Polecenie do zadania:
Zapisz jako listę numerowaną wiersze rekordów od samego początku do wiersza z "[52,31,124,123]" włącznie, bez pustych wierszy. Obrazy pomiń w odpowiedzi.

Rekordy ze zbioru danych
************
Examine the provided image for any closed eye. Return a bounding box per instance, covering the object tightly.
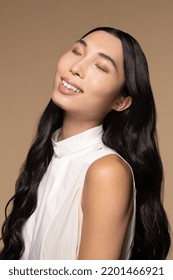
[72,49,82,55]
[95,64,108,73]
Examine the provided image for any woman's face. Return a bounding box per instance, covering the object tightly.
[52,31,124,123]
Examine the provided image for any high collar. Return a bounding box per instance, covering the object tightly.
[52,125,103,158]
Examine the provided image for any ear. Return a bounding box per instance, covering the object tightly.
[111,96,132,112]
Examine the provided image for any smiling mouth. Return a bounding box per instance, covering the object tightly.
[62,80,83,93]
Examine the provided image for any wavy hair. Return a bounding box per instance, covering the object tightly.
[0,27,170,260]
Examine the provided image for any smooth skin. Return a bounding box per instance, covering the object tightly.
[52,31,133,260]
[78,155,133,260]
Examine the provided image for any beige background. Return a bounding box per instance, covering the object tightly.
[0,0,173,259]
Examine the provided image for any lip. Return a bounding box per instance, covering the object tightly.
[61,77,83,93]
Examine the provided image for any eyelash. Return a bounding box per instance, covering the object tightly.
[72,49,82,55]
[72,49,108,73]
[95,64,108,73]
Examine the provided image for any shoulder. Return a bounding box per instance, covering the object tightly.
[78,154,133,259]
[83,154,133,212]
[86,154,132,190]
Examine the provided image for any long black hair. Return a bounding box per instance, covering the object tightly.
[0,27,170,260]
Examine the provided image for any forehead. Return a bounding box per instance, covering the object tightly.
[82,30,123,59]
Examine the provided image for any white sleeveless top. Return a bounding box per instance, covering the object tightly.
[21,125,136,260]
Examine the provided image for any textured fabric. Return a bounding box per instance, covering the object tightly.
[21,126,136,260]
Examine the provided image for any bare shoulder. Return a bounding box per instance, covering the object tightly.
[83,154,133,198]
[78,154,133,259]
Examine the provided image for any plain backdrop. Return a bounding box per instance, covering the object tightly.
[0,0,173,259]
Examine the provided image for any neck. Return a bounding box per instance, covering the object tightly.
[59,115,100,140]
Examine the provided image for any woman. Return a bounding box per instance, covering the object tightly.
[0,27,170,259]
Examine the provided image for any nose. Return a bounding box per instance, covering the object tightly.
[70,60,85,79]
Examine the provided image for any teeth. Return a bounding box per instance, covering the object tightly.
[62,80,81,93]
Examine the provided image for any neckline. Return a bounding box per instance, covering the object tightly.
[52,125,103,158]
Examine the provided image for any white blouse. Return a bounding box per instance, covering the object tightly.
[21,125,136,260]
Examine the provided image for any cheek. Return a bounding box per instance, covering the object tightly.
[88,77,120,103]
[57,54,70,72]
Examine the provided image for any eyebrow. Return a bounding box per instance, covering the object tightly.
[76,39,117,70]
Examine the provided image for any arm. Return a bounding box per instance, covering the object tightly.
[78,155,133,260]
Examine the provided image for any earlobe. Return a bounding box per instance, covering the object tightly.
[111,96,132,112]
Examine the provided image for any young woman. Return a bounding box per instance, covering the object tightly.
[0,27,170,260]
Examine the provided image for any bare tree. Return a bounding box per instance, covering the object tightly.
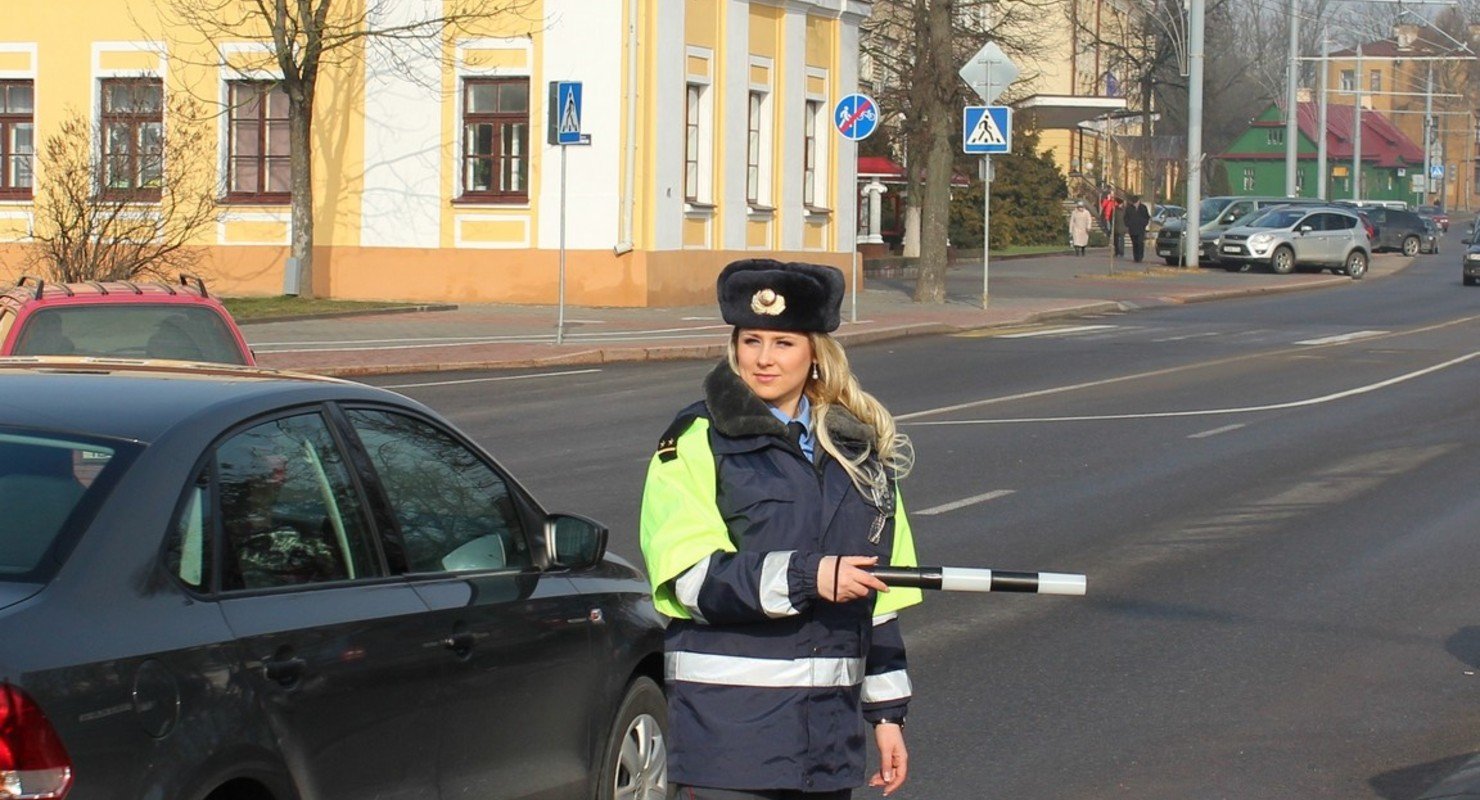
[30,93,218,281]
[863,0,1060,303]
[160,0,534,297]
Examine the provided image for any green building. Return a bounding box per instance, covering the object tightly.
[1218,102,1424,204]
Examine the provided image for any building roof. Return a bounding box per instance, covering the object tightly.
[1218,102,1424,167]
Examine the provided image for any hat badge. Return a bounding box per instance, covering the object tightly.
[750,288,786,316]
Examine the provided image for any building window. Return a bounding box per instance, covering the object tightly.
[226,81,293,203]
[102,78,164,200]
[460,78,535,203]
[0,80,36,197]
[744,92,765,206]
[802,101,823,209]
[684,83,704,203]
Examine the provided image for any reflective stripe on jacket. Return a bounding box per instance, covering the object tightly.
[641,362,921,791]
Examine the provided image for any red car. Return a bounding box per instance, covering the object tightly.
[0,275,256,365]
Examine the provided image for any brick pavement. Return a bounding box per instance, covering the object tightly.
[244,250,1410,377]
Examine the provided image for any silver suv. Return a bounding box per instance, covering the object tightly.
[1218,206,1372,278]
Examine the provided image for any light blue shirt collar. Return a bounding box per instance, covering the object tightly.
[767,395,817,461]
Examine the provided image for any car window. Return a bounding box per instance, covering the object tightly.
[15,303,247,364]
[346,410,533,572]
[0,432,124,580]
[178,413,383,590]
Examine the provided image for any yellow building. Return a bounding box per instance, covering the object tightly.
[0,0,869,306]
[1326,22,1480,210]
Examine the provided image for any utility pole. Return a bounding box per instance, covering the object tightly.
[1316,30,1331,200]
[1285,0,1299,197]
[1418,62,1434,206]
[1183,0,1206,268]
[1351,41,1362,203]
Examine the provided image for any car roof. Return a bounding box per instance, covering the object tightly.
[0,275,221,308]
[0,356,405,442]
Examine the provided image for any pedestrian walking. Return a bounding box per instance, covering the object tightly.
[1125,195,1151,263]
[641,259,921,800]
[1069,200,1094,256]
[1110,197,1125,259]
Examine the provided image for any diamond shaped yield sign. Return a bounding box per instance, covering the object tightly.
[956,41,1018,105]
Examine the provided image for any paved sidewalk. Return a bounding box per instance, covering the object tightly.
[244,250,1410,377]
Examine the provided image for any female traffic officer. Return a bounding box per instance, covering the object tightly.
[641,259,921,800]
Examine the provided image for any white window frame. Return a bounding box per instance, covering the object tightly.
[684,47,715,213]
[746,56,776,216]
[802,70,832,214]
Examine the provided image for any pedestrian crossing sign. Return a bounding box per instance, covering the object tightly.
[961,105,1012,155]
[548,80,591,145]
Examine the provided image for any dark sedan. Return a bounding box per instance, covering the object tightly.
[0,359,666,800]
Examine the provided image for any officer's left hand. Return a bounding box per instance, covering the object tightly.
[869,723,910,797]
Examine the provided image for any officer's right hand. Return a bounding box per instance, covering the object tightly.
[817,556,889,603]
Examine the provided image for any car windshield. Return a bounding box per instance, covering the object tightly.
[1245,209,1305,228]
[0,430,136,583]
[1197,200,1228,225]
[12,303,247,364]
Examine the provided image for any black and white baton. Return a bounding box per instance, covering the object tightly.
[870,566,1085,594]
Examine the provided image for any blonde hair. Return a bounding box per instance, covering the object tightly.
[727,328,915,497]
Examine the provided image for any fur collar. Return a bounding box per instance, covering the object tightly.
[704,361,873,447]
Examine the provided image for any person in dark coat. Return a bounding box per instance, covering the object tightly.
[1125,195,1151,263]
[1110,197,1126,259]
[639,259,921,800]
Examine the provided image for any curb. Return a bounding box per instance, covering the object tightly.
[237,303,457,325]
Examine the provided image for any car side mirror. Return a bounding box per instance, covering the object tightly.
[545,515,608,569]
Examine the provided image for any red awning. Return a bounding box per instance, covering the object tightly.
[858,155,971,186]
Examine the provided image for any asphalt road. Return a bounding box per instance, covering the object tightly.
[364,237,1480,800]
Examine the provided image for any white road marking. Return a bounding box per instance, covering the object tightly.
[910,350,1480,426]
[1187,423,1243,439]
[1296,331,1387,345]
[910,489,1017,516]
[993,325,1114,339]
[894,315,1480,421]
[380,370,601,389]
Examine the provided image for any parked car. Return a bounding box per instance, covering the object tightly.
[1413,206,1449,234]
[1418,217,1443,254]
[0,358,666,800]
[1459,237,1480,285]
[1156,197,1323,266]
[1220,206,1370,278]
[1337,206,1424,256]
[1146,204,1187,231]
[0,275,255,365]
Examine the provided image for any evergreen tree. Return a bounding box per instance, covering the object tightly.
[950,129,1069,248]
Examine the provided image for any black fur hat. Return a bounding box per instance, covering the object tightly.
[716,259,844,333]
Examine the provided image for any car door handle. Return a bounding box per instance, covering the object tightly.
[443,630,474,655]
[262,657,308,686]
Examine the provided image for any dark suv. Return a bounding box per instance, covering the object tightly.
[1362,206,1424,257]
[1156,195,1325,266]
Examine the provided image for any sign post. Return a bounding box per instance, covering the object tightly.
[961,105,1012,308]
[956,41,1018,308]
[545,80,591,345]
[833,93,879,322]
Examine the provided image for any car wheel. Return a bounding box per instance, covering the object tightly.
[1270,245,1295,275]
[596,677,667,800]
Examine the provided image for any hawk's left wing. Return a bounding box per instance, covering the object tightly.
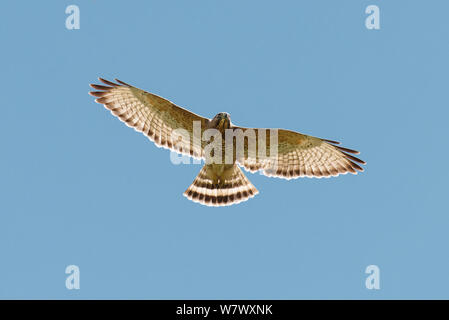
************
Rozwiązanie ćwiczenia:
1. Examine the provided image for any closed eye. Return a bounding box per instance, covering the object tightly.
2. [72,49,82,55]
3. [95,64,108,73]
4. Examine the provided image for any woman's face. Return a bounding box per instance, covering the object tightly.
5. [52,31,124,123]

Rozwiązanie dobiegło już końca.